Dataset excerpt:
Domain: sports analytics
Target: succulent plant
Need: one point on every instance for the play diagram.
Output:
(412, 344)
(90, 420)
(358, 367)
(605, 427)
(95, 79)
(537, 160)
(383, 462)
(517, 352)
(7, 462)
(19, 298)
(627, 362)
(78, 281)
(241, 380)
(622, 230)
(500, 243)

Objective ->
Copy down every line of the records above without any changes.

Right answer ->
Domain: sports analytics
Target: succulent plant
Need: one point on every instance for the play diagram.
Output:
(412, 344)
(90, 420)
(358, 367)
(605, 427)
(95, 79)
(537, 160)
(383, 462)
(517, 352)
(7, 462)
(19, 298)
(627, 362)
(78, 281)
(241, 380)
(622, 230)
(500, 243)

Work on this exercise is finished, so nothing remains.